= What to do =
Look for "Task: localize rock" in the listing below, then copy exactly the line it appears in and all lines after it to the end, and nothing more.

= Records for the exercise =

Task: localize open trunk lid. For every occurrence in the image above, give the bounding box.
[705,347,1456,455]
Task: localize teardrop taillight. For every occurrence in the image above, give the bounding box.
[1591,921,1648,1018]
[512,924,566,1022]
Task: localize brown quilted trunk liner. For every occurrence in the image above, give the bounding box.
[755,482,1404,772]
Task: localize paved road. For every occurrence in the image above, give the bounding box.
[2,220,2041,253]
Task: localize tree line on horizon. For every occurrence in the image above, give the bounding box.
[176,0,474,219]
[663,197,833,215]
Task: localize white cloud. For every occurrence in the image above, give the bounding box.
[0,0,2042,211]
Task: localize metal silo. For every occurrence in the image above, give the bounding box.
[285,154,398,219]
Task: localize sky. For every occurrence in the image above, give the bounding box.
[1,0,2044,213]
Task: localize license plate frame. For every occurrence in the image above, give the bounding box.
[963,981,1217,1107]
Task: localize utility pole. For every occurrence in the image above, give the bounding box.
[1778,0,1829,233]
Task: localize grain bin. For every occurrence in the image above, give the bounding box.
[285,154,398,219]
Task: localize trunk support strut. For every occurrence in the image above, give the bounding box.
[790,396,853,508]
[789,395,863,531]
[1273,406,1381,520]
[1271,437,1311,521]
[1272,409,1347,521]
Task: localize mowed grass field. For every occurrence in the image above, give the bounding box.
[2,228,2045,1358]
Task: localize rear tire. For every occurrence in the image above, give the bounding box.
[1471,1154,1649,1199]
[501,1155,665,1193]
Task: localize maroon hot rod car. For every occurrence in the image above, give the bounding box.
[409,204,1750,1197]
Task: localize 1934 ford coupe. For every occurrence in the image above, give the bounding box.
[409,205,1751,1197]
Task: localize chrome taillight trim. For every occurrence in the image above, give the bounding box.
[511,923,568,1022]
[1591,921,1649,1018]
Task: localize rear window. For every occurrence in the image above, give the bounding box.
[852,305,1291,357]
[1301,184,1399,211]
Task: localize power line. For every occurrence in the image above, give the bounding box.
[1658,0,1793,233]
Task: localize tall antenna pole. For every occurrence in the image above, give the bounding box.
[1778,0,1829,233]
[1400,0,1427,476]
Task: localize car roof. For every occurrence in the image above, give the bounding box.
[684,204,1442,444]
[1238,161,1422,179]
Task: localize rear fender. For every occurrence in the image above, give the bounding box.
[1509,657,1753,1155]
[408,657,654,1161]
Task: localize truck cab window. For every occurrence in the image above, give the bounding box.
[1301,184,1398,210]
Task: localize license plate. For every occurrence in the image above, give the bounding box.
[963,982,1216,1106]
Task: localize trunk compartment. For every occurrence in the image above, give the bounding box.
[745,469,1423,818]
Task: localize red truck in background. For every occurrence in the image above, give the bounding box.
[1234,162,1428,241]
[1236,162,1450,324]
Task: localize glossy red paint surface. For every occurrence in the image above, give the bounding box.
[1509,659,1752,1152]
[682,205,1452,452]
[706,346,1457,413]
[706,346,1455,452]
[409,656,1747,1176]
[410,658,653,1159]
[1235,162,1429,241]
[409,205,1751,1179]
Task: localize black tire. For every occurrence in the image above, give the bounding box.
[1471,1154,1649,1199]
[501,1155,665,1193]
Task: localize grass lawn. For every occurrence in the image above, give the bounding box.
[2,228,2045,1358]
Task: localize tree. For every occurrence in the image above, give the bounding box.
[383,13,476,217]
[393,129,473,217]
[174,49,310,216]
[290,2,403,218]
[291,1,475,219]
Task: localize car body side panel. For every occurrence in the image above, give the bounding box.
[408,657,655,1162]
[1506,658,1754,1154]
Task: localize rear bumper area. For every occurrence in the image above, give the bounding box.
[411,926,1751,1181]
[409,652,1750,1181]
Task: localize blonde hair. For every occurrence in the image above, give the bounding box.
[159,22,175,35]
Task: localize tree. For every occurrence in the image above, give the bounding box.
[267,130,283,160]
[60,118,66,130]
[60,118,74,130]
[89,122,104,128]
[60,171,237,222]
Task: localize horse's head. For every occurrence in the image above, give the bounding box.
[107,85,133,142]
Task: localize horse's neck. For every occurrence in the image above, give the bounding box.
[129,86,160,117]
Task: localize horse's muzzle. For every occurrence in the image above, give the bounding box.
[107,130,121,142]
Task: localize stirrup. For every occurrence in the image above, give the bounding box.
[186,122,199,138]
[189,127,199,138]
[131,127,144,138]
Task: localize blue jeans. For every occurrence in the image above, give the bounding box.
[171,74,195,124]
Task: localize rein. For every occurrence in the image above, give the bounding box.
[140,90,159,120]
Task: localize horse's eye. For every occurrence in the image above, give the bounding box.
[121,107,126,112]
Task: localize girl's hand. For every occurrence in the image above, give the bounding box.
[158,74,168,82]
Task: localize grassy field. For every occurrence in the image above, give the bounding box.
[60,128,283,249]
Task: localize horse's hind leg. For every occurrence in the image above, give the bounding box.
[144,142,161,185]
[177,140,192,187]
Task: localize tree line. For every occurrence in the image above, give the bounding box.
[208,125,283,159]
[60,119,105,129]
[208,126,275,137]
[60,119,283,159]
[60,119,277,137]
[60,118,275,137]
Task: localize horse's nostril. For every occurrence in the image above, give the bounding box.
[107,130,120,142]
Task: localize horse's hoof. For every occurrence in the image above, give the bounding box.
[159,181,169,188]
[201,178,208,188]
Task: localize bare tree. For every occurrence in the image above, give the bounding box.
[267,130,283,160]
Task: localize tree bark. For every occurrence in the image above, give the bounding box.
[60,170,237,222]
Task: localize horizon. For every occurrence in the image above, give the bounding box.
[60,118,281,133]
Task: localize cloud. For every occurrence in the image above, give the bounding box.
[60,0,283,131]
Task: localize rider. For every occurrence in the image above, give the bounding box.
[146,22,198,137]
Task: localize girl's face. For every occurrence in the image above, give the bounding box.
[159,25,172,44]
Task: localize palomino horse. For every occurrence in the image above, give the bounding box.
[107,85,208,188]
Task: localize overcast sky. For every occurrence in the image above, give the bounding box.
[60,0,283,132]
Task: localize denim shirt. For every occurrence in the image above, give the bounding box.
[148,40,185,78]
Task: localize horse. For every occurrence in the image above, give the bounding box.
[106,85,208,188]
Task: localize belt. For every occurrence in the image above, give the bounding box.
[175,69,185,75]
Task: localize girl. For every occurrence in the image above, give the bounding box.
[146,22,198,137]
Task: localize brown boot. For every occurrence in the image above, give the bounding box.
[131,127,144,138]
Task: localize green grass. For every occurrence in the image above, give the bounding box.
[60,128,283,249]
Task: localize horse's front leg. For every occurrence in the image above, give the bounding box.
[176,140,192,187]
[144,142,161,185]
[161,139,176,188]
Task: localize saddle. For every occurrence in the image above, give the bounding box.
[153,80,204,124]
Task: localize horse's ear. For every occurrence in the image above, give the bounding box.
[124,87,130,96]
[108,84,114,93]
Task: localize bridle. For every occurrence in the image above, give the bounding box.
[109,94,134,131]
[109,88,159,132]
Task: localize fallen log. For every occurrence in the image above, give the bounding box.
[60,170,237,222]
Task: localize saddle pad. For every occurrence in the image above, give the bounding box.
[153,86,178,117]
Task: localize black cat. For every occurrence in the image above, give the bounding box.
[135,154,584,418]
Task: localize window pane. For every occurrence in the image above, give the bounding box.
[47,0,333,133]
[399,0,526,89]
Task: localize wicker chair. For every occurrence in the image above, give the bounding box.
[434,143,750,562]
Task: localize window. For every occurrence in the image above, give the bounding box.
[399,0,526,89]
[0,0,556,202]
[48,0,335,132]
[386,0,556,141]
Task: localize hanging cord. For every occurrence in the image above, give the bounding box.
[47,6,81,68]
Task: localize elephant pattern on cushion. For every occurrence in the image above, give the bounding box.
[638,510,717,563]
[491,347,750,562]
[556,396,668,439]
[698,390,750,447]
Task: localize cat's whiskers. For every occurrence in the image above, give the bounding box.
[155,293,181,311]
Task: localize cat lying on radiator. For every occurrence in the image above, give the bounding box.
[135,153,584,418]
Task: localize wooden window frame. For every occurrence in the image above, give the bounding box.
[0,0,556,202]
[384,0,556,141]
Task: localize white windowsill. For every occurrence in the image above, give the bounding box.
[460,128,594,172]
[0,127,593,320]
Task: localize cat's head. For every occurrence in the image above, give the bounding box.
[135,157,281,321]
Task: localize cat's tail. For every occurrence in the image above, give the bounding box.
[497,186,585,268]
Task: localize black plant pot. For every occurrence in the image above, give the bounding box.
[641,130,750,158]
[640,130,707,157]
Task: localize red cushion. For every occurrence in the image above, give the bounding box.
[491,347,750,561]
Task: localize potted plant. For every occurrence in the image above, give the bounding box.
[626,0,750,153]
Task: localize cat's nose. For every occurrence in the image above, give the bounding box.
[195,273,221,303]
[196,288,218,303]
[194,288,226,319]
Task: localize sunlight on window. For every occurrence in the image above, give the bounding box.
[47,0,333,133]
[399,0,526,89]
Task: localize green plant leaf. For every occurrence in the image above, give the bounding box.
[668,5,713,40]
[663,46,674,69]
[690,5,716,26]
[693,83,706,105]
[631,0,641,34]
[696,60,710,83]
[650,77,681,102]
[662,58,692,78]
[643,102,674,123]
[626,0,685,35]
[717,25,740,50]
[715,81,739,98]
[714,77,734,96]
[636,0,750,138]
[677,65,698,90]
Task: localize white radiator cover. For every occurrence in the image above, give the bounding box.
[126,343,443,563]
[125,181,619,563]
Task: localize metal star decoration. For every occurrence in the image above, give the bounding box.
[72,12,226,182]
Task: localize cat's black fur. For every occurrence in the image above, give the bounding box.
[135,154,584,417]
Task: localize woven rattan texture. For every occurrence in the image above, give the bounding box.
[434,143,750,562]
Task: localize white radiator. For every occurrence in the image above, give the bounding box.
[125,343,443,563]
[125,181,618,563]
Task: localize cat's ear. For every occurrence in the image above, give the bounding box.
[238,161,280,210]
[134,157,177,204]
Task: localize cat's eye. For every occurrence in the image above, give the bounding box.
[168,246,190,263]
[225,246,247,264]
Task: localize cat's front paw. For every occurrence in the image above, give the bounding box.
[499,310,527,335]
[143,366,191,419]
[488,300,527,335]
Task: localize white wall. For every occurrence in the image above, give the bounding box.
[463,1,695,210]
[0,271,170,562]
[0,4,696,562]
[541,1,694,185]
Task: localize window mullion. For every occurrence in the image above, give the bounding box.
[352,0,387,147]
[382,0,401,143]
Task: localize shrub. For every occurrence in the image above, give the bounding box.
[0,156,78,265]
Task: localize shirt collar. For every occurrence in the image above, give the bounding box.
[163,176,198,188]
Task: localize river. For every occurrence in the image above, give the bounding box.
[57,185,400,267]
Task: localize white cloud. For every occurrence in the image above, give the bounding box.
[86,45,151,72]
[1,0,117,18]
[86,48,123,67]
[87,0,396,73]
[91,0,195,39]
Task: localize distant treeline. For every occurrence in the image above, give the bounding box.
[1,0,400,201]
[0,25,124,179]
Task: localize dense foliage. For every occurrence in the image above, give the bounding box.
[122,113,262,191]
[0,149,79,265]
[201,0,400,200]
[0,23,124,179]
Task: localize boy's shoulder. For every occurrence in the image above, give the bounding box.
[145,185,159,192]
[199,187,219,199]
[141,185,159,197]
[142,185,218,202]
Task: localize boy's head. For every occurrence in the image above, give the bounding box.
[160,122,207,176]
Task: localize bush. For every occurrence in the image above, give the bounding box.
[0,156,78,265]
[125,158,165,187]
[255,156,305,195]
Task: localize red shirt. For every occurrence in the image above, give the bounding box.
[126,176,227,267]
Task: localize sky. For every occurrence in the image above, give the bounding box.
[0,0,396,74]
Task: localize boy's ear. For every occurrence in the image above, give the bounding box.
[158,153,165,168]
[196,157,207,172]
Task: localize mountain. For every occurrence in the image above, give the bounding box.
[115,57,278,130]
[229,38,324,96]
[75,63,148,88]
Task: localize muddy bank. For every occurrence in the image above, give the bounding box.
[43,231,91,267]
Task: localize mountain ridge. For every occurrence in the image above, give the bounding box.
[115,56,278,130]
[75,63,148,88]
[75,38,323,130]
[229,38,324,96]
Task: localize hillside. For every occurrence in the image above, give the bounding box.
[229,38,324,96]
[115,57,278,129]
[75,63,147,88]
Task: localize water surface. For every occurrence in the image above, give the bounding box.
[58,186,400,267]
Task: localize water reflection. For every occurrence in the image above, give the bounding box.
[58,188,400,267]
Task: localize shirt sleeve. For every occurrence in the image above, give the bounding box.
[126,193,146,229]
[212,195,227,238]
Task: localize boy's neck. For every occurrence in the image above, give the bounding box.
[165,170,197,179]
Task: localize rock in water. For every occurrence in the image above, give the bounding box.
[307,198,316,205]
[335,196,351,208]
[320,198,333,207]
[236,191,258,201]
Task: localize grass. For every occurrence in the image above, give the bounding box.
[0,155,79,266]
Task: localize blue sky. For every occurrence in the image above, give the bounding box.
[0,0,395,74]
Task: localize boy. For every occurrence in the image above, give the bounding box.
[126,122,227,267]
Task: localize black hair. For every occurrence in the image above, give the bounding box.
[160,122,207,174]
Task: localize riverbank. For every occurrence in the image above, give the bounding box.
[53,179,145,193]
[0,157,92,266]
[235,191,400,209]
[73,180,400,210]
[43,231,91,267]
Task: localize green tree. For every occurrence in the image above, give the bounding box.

= Task response =
Task: localize rock in water. For every occurrence in the image above, give the bounding box.
[307,198,316,205]
[335,196,351,208]
[320,198,333,207]
[236,191,258,201]
Task: localize grass. For every occurrence in the image above, give the bounding box.
[0,155,79,266]
Task: localize blue sky. For every occurrence in the image above, give the bounding box.
[0,0,395,74]
Task: localize boy. For every occurrence in the image above, give the bounding box.
[126,122,227,267]
Task: localize black hair. For every occurrence in the image above, give the bounding box.
[160,122,207,174]
Task: localize riverbank. For every occurrence in the image above, give the bounding box.
[53,179,145,193]
[0,157,92,266]
[235,191,400,209]
[73,180,400,210]
[43,231,91,267]
Task: localize green tree. For every occurrence in the image above, give the bounding box.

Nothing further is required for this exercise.